• [Travail demandé]:
1: Répondez brièvement à ces questions sur l'article consacré au bureau de demain :
(a) Selon le premier paragraphe, quelle boisson a pris la place du café noir ?
(b) Combien d'actifs la Belgique compte-t-elle ?
(c) Quelle solution l'article avance-t-il face au problème des trajets domicile-travail ?
2: Rédigez la suite de l'article consacré au bureau de demain, à partir de sa dernière phrase.
═════ Extrait à lire ═════
Voici à quoi ressemblera le bureau de demain

Le bureau type d’aujourd’hui diffère-t-il fondamentalement du bureau d’il y a disons trente ans ? Pas vraiment, non. Nous sommes assis devant un écran d’ordinateur au lieu d’une machine à écrire électrique, buvons du thé vert au lieu de café noir, parcourons nos e-mails au lieu de mémos écrits et perdons chaque jour un temps précieux en trajets. Mais l’heure du changement a sonné… Bienvenue dans le bureau du futur !

Un coup d’oeil sur les statistiques de productivité de notre petit pays montre qu’il y a urgence. La population active est trop peu nombreuse et les travailleurs modernes se montrent trop souvent improductifs. Quelques chiffres en guise d’illustration : en Belgique, on dénombre 4,5 millions d’actifs (sur un total de 11 millions d’habitants), dont 30 % (1 sur 3, soit environ 1 500 000 personnes) travaillent à temps partiel. Cette main-d’oeuvre doit être mise à profit de manière aussi optimale que possible. Et dans ce contexte, les trajets entre le domicile et le lieu de travail représentent un premier point noir. Que vous vous déplaciez à vélo, en bus, à pied, en train, en tram, en métro ou à moto, ce n’est pas pendant vos trajets que vous pourrez gagner en productivité. Dans bon nombre de trains ou de bus, vous pouvez même être content de trouver une place assise. La solution ? Les horaires flexibles. En soi, l’un des principaux piliers du bureau de demain. Grâce à eux, les files diminuent, les usagers des transports en commun ont tous une place où s’asseoir et l’équilibre travail-vie privée s’améliore.
═════ Matériel fourni ═════
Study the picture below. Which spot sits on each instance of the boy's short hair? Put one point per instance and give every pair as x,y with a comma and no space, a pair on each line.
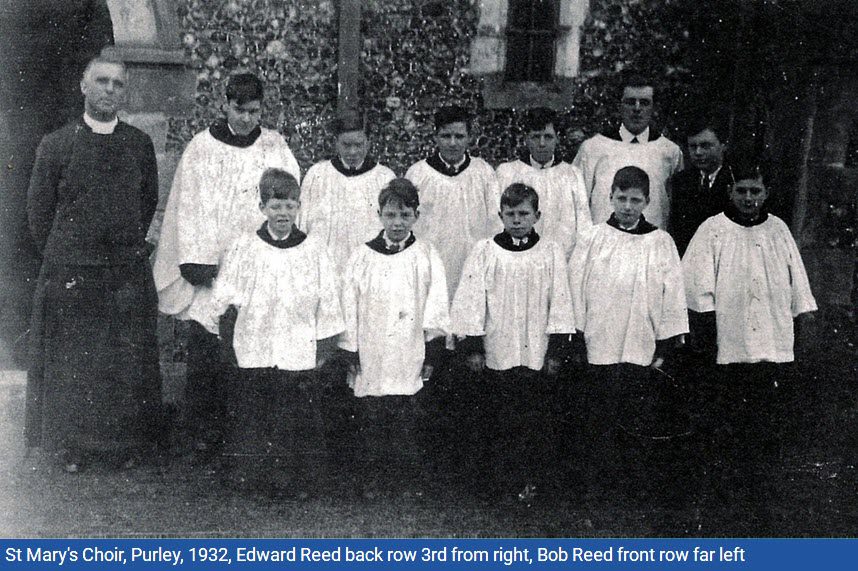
517,193
631,177
750,167
350,120
399,192
244,87
635,80
706,121
539,118
452,114
277,183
═════
• [Réponses par tâche]:
1:
(a) Le thé vert.
(b) 4,5 millions.
(c) Les horaires flexibles.

2:
Tout ou rien

Et puisque l’on parle des déplacements domicile-lieu de travail, il est sans doute bon de rappeler que l’une des solutions pour réduire la perte de main-d’oeuvre pendant les heures de pointe est d’encourager le télétravail. Ceci nous amène à un autre pilier du bureau de demain : la disparition du lieu de travail centralisé. Le télétravail offre des avantages non négligeables, y compris pour les travailleurs actifs dans leur propre région. Des études ont ainsi révélé que près d’un travailleur belge sur 2 considère le travail à domicile ou le télétravail comme une solution aux problèmes de mobilité. Beaucoup fronceront sans doute les sourcils en lisant ces lignes et se diront qu’il s’agit peut-être d’une solution simple pour une partie d’entre nous, mais que d’autres n’ont d’autre choix que d’être physiquement présents sur un lieu de travail centralisé. Et ils n’auraient pas tort. Le bureau de demain n’obéit en effet pas à une vision manichéenne des choses. Les tâches de production, en particulier, nécessitent une main-d’oeuvre physique. Mais vu que la majorité de la population active de Belgique travaille dans le secteur tertiaire, il reste indiscutablement une confortable marge de manoeuvre. À vrai dire, la part du secteur tertiaire (services) ne cesse de croître et représentait en 2011 plus de 70 % du PIB national.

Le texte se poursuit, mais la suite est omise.